What is asked
1/ Could you transcribe the post about strict Perl classes word for word, starting at the words that contain "It didn't take" and ending after "me: why are classes always strict?"?
2/ Which lines of the listing contain the string "running"? Copy each of them, treating uppercase and lowercase as different.

Excerpt
:::

Unknown parameters, the `CONSTRUCT` phase, and "strict" class constructors
Why are classes always strict?
My use case for using perl's new class feature is wrapping the AT protocol which backs the Bluesky social network. I started the project last year purely to work with perl's new OOP system. In AT.pm, I'm passing decoded JSON directly to class constructors (often recursively in the ADJUST phase) so any public or private change they make to the backend ("lexicon" as they call them) potentially breaks my project. Production and live environment are one in the same for Bluesky so every commit they push with lexicon modifications could add new fields to a response. Often, the fields are part of features still under construction and essentially useless for clients but they break my project because perl classes choke on any unrecognized field.
I've spent a little time trying to figure out if and how I could mitigate the sky falling on my head randomly and quickly found the unfortunately named CONSTRUCT phase as described in the wiki. I also read about some of the potential issues discussed in #77 but I didn't see anything directly related to the lede I'm eventually getting back to. perlclass doesn't come with CONSTRUCT support yet so I set aside time today to emulate it, manually writing dozens of functions to filter out parameters before passing what's left to the correct class constructor the same way I was manually writing getters before :reader was included with 5.40.
It didn't take me more than a few minutes to realize that sifting through incoming parameters that way was... painfully tedious and, even worse, redundant. I'm already defining the list of expected parameters when I define the class so why would I do it a second time in my CONSTRUCT phase? Then it hit me: why are classes always strict?
If classes are the future of OOP in Perl, does it not make sense that the strict and warnings pragmas become class aware like feature? Since use v5.12; enables strict 'all' and thus so does use v5.38 which is required to use classes, wouldn't it make sense to have
use v5.42; # I'm in the future, of course
no strict 'class';
disable, well, "strict" classes? Turned off, class.c would warn instead of croak. To extend that, no warnings 'class'; would disable the warning as well. With both off, unrecognized (or 'unrecognised' as Paul is in the UK) parameters would be silently ignored.

:::

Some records
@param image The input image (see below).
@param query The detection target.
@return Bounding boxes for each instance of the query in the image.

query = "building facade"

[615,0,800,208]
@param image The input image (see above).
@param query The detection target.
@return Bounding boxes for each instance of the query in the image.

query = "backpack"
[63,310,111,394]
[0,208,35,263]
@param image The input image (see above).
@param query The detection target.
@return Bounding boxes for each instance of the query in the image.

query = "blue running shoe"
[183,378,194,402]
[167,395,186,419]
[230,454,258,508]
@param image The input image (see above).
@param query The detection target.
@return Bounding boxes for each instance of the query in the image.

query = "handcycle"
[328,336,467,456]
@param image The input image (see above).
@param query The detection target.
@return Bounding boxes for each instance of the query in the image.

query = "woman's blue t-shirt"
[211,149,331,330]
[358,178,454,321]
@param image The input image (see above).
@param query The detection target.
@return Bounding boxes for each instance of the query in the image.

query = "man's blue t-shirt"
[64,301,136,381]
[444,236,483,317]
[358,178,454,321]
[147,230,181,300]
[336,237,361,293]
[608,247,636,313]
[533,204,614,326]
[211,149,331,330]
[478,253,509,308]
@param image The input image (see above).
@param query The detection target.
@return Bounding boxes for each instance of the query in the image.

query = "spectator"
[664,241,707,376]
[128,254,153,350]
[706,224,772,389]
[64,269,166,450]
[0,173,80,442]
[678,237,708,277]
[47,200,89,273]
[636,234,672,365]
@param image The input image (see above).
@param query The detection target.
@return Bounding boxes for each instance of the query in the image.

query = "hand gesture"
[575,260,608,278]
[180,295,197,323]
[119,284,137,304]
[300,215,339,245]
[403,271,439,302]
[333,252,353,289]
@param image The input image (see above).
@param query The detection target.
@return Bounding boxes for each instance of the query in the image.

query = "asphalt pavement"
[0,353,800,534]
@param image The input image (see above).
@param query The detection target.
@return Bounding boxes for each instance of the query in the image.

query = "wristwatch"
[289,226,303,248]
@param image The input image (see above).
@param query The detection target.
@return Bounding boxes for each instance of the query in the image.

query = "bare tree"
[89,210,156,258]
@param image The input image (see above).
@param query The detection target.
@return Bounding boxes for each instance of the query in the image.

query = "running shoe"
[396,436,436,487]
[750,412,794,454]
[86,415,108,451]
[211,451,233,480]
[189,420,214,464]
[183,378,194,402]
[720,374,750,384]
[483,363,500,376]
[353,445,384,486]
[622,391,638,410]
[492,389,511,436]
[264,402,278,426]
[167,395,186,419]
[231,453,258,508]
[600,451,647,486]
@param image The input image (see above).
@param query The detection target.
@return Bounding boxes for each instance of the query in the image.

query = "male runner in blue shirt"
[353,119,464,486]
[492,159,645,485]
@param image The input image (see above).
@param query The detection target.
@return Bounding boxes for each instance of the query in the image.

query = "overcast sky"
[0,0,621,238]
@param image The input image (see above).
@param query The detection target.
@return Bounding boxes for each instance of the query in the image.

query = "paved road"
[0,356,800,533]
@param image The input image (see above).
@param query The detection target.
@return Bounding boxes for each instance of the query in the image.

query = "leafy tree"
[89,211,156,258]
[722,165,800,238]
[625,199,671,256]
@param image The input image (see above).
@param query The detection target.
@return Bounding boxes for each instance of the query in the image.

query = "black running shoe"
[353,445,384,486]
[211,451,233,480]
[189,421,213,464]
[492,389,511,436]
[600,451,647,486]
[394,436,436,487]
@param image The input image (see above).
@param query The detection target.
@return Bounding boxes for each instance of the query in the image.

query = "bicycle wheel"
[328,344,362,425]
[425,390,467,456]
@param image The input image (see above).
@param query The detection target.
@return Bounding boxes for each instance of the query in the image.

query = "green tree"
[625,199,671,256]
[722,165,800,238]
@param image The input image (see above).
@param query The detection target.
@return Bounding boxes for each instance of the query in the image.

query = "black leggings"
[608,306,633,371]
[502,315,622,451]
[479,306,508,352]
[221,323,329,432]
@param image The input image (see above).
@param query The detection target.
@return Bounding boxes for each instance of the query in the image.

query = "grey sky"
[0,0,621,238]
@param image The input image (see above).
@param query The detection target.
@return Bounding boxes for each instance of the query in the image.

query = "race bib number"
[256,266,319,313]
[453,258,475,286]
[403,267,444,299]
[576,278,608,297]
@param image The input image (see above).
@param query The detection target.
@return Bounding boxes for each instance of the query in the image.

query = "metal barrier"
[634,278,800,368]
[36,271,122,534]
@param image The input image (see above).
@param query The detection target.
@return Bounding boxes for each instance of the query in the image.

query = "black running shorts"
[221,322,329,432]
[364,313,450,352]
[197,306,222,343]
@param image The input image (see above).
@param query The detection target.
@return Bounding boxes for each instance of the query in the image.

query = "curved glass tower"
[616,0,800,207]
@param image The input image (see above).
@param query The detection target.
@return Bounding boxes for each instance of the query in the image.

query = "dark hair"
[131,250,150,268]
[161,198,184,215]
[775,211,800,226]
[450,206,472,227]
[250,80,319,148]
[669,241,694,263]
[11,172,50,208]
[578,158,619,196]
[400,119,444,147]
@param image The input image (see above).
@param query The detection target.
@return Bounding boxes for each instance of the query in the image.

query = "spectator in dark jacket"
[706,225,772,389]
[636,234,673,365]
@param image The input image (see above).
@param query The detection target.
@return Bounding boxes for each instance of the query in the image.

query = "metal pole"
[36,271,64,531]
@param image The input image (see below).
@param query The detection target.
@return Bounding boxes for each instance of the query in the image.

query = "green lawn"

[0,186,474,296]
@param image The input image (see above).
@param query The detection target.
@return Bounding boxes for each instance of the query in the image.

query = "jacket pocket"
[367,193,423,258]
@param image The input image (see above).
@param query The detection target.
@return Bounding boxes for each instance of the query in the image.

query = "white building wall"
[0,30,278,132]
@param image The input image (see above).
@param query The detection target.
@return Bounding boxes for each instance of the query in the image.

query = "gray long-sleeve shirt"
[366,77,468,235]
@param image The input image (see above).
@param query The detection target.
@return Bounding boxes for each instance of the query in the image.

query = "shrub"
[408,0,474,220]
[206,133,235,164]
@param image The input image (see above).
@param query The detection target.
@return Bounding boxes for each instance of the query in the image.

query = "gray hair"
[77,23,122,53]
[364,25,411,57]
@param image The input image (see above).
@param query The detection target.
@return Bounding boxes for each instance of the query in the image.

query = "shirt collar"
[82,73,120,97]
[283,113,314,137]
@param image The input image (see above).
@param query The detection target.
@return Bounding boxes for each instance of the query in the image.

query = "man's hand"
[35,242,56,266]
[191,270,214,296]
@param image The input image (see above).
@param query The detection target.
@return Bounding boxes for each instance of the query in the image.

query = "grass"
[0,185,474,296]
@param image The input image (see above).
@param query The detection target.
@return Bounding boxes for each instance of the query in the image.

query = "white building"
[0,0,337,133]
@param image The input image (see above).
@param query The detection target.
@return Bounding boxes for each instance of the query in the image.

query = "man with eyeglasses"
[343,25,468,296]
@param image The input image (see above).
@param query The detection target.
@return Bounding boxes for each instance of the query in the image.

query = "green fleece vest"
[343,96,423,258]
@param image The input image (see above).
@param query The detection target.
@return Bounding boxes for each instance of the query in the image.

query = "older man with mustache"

:::

Responses by task
1/
It didn't take me more than a few minutes to realize that sifting through incoming parameters that way was... painfully tedious and, even worse, redundant. I'm already defining the list of expected parameters when I define the class so why would I do it a second time in my CONSTRUCT phase? Then it hit me: why are classes always strict?

2/
query = "blue running shoe"
query = "running shoe"
query = "black running shoe"
query = "black running shorts"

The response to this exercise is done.